Challenge
Count how many of the following lines contain the word "white", and give only that number.

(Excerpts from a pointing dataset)
+++
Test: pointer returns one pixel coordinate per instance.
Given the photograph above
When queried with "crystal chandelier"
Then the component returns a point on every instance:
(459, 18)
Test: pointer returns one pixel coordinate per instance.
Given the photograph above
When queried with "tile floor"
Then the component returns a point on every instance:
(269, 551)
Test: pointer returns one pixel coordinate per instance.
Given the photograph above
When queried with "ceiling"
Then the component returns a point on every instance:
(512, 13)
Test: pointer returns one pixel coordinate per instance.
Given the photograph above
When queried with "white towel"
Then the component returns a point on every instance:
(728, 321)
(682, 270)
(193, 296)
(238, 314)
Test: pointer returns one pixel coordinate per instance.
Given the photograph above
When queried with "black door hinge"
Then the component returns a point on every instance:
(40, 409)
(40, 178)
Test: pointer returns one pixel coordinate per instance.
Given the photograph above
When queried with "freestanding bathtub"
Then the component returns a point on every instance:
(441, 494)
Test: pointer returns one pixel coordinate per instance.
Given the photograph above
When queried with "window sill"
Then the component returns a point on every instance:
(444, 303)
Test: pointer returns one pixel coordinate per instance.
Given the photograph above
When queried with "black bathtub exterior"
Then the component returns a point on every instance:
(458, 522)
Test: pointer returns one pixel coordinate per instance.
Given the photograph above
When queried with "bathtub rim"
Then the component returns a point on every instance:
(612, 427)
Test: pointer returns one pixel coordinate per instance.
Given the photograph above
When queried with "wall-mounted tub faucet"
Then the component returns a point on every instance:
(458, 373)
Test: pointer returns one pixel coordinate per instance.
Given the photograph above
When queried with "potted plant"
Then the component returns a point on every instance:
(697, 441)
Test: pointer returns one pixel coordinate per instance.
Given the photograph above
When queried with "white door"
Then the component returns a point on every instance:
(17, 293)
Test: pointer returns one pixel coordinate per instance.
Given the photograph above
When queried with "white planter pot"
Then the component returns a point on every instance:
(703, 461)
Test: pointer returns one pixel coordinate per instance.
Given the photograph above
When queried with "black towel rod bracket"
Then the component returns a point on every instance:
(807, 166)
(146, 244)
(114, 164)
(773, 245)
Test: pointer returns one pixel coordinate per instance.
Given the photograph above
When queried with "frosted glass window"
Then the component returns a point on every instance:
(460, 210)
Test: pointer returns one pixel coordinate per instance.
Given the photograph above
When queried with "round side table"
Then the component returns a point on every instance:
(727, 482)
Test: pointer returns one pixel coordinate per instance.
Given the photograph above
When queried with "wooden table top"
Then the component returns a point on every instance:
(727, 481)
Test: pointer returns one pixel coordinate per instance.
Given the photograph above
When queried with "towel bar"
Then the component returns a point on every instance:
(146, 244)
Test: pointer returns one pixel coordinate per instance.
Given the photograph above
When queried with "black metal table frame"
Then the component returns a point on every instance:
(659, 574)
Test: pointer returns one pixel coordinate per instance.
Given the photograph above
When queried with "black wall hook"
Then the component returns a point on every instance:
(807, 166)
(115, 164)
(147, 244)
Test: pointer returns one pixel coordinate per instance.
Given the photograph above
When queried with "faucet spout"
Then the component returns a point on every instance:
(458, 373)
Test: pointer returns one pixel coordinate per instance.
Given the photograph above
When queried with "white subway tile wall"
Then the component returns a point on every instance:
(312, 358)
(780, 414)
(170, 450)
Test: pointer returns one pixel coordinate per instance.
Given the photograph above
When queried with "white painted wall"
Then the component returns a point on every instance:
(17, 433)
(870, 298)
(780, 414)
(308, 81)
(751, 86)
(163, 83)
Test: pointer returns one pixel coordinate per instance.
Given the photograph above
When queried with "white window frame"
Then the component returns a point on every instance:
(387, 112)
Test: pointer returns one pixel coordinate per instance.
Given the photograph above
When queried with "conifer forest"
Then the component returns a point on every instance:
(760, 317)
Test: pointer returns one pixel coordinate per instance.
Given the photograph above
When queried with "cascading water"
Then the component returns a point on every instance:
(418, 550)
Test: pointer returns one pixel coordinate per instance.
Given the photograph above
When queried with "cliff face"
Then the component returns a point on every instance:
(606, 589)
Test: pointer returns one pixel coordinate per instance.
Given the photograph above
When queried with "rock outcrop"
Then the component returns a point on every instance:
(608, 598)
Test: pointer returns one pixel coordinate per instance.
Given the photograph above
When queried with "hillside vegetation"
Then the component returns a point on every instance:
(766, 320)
+++
Written reply
6